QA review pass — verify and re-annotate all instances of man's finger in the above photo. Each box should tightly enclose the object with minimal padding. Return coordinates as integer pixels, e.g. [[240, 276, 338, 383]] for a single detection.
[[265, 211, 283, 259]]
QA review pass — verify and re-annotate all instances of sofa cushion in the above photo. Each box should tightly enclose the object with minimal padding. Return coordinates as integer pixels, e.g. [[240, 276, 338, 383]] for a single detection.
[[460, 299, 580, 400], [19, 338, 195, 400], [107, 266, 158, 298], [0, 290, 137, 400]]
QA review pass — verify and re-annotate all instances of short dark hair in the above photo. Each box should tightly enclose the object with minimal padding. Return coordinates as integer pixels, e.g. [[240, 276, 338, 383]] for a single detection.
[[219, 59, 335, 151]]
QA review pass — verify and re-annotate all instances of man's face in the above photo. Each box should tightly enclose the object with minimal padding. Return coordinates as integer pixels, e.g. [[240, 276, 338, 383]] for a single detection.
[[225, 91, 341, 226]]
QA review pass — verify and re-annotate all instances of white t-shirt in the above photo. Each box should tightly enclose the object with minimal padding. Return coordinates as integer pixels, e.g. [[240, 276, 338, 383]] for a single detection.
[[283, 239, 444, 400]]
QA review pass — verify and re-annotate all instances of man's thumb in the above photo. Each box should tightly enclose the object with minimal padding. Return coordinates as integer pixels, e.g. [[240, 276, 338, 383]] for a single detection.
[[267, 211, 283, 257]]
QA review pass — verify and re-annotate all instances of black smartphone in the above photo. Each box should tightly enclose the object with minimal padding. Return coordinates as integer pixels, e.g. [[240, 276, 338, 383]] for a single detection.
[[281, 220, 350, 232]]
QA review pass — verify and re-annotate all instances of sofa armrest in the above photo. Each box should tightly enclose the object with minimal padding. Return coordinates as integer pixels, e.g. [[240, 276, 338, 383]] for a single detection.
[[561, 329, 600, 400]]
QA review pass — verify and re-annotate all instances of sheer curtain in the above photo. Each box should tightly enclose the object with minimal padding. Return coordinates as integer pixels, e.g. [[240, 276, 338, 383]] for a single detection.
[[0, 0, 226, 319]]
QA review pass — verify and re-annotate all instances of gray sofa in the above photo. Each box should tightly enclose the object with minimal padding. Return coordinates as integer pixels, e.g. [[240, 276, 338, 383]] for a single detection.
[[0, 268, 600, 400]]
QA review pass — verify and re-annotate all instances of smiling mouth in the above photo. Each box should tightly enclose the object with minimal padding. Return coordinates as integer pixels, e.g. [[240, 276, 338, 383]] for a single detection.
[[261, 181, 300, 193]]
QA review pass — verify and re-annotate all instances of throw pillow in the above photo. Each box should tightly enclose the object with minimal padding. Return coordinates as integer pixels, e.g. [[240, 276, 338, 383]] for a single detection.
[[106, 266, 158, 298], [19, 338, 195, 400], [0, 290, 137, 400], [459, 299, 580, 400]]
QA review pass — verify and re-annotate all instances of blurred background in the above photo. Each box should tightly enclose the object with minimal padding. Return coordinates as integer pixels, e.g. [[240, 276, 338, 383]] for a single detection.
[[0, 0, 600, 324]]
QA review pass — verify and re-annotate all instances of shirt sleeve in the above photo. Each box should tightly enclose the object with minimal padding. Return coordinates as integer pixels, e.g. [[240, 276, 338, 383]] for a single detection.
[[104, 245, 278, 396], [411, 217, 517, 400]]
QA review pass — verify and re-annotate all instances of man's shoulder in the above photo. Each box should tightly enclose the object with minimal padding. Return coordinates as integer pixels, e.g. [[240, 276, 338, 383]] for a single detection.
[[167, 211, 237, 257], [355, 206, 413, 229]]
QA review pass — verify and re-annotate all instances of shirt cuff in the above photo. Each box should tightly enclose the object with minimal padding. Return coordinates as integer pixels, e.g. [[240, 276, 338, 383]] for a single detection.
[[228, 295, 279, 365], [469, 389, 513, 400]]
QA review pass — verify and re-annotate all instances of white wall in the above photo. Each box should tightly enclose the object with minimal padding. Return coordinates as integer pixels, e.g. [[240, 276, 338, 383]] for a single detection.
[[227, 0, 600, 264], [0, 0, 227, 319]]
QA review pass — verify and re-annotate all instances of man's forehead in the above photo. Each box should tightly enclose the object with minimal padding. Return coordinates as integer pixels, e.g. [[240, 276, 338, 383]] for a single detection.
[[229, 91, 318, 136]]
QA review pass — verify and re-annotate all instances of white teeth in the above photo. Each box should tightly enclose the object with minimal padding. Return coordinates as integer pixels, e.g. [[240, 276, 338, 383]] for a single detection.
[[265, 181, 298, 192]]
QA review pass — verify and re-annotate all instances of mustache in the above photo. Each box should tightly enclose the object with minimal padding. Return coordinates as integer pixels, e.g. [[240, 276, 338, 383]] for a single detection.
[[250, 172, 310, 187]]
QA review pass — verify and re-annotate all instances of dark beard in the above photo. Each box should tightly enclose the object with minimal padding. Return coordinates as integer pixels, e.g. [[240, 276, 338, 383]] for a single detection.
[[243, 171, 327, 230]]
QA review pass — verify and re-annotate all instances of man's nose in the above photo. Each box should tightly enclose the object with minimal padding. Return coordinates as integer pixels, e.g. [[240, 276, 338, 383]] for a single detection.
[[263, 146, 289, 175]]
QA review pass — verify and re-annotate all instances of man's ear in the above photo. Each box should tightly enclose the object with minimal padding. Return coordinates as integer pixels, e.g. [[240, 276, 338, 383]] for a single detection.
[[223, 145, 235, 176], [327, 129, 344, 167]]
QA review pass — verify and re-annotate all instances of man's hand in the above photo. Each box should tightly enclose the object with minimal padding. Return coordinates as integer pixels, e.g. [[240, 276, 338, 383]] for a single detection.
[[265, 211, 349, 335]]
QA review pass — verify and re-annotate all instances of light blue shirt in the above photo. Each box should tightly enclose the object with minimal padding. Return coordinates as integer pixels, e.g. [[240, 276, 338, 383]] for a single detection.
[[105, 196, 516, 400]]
──────
[WHAT YOU HAVE TO DO]: Copy every entry above word for word, including the coordinates that follow each one.

[WRITTEN SOLUTION]:
QA review pass — verify and re-annotate all instances of man's finger in the above photo. Each box should tightly enclose the object with minimal padding. Return coordinates as integer pixels, e.g. [[240, 276, 338, 383]] for a single detection.
[[265, 211, 283, 259]]
QA review pass — verify and re-annotate all instances of sofa cushion in the above photo. Each box should tightly enclose the object with minimal padding. Return coordinates as integer pixels, e.g. [[240, 276, 338, 383]] for a single detection.
[[460, 299, 580, 400], [19, 338, 195, 400], [107, 266, 158, 298], [0, 290, 137, 400]]
QA review pass — verify and re-annotate all instances of short dark hair in the above photo. Each box should tightly enclose the object with minimal padding. Return coordinates as integer pixels, e.g. [[240, 276, 338, 383]] for a single detection.
[[219, 59, 335, 151]]
QA review pass — verify and re-annotate all instances of man's face in the above photo. Each box should tightly enclose the object with minimal padding. Return coordinates as integer pixels, e.g. [[240, 276, 338, 383]] for a single detection.
[[225, 91, 341, 226]]
QA review pass — verify and re-annotate all instances of white t-shirt in the above photo. Each box should tightly enclose the object with minimal padding. Return coordinates as integer pixels, e.g. [[240, 276, 338, 383]] for a single detection.
[[283, 239, 444, 400]]
QA review pass — verify and re-annotate all instances of man's thumb in the above photo. Each box should tightly enclose the object with minimal padding. Return coordinates as integer pixels, e.g. [[240, 276, 338, 383]] for a single detection.
[[267, 211, 283, 257]]
QA review pass — verify and re-annotate all instances of black smartphone in the above photo. Each box should tightly enclose the object with minimal padding. Return coordinates as integer pixels, e.g. [[240, 276, 338, 383]] for a single detection.
[[281, 220, 350, 232]]
QA review pass — verify and re-annotate all instances of sofa armrest in the above photo. Each box should tightly enclose the object with minimal padding. Return coordinates as integer pixels, e.g. [[240, 276, 338, 383]] for a single detection.
[[561, 329, 600, 400]]
QA review pass — verify and re-annotate all instances of sheer curtain in the above photo. Each box should tightly enclose the object with minimal padding. Return coordinates as integer pixels, e.g. [[240, 276, 338, 383]] for a single detection.
[[0, 0, 226, 319]]
QA review pass — verify and re-annotate all instances of gray sofa in the above photo. Each box should tightly enclose the object with minimal padding. Return coordinates as integer pixels, e.g. [[240, 276, 338, 383]] for a single detection.
[[0, 268, 600, 400]]
QA review pass — verify and re-annotate all instances of smiling mouth in the above photo. Each box should tightly enclose the object with minimal padding. Return coordinates as integer pixels, e.g. [[240, 276, 338, 383]] for a single detection.
[[261, 181, 300, 193]]
QA review pass — verify and re-annotate all instances of throw pillow in the above photo. Each box should tightly enclose the object with minimal padding. Return coordinates as integer pixels, e.g. [[240, 276, 338, 383]] for a single detection.
[[106, 266, 158, 298], [19, 338, 195, 400], [0, 290, 137, 400], [459, 299, 580, 400]]
QA review pass — verify and re-annotate all instances of blurred background in the above photo. Each box should tightly enclose the object with minimal padding. Return coordinates as integer pixels, e.g. [[240, 276, 338, 383]] for a single detection.
[[0, 0, 600, 324]]
QA review pass — verify and re-annotate all instances of shirt sleeve in the above photo. Each box should tightly enclose the object with minimal padding. Return coordinates as integer pixels, e.g. [[240, 276, 338, 383]] for a single detection.
[[104, 245, 278, 396], [411, 217, 517, 400]]
QA review pass — verify and re-annotate all instances of man's shoulder in the above photo. Each box should tightly enclose the object with minimal padding. Return coordinates as integer pixels, e.g. [[240, 276, 338, 383]] for a single detection.
[[167, 211, 237, 257], [355, 206, 413, 229]]
QA review pass — verify and re-annotate all instances of shirt cuff in the above photo. Each box should tightly enclose the object with minimal padding. Return coordinates as integer pixels, e.g. [[240, 276, 338, 383]] for a single detection.
[[228, 295, 279, 365], [469, 389, 513, 400]]
QA review pass — verify and re-annotate all instances of white wall in the above photo. Each box should tightly enclose the object with minimal padding. Return coordinates as integer pixels, e.g. [[240, 276, 338, 383]] for a single detection.
[[227, 0, 600, 264], [0, 0, 227, 319]]
QA review pass — verify and re-annotate all instances of man's forehead in the above photo. Each box should tightly enclose the object with minimal padding. Return coordinates as integer pixels, e.g. [[240, 276, 338, 383]] for a single detection.
[[229, 91, 318, 136]]
QA review pass — verify and re-annotate all instances of white teeth in the above photo. Each box should tightly enclose the object with minimal padding. Return coordinates as integer pixels, e.g. [[240, 276, 338, 383]] for a single detection.
[[265, 181, 298, 192]]
QA review pass — verify and re-annotate all instances of mustache in the above photo. Each box should tightly enclose the object with minimal padding. Return coordinates as integer pixels, e.g. [[240, 276, 338, 383]] for a single detection.
[[250, 172, 310, 187]]
QA review pass — verify and re-annotate all instances of dark beard in the above photo. Each box should tightly enclose the object with minimal padding. Return coordinates as integer pixels, e.g. [[240, 276, 338, 383]] for a single detection.
[[243, 171, 327, 230]]
QA review pass — verify and re-annotate all instances of man's nose in the above photo. Each box should tightly enclose the object with minimal padding. Return coordinates as integer pixels, e.g. [[240, 276, 338, 383]] for a single detection.
[[263, 146, 289, 175]]
QA review pass — verify and re-annotate all instances of man's ear in the above photo. Each box should tightly enclose the object with minimal padding. Return coordinates as integer pixels, e.g. [[240, 276, 338, 383]] for a single detection.
[[223, 145, 235, 176], [327, 129, 344, 167]]
QA review pass — verify and re-annotate all instances of man's hand in the above photo. Each box should tightly enclose the object with minimal padding. Return coordinates as integer pixels, e.g. [[240, 276, 338, 383]] for a single detection.
[[265, 211, 349, 335]]
QA review pass — verify and re-annotate all instances of light blue shirt in the above photo. Each box should tightly enclose the object with minimal padding. Return coordinates as integer pixels, e.g. [[240, 276, 338, 383]] for a single detection.
[[105, 196, 516, 400]]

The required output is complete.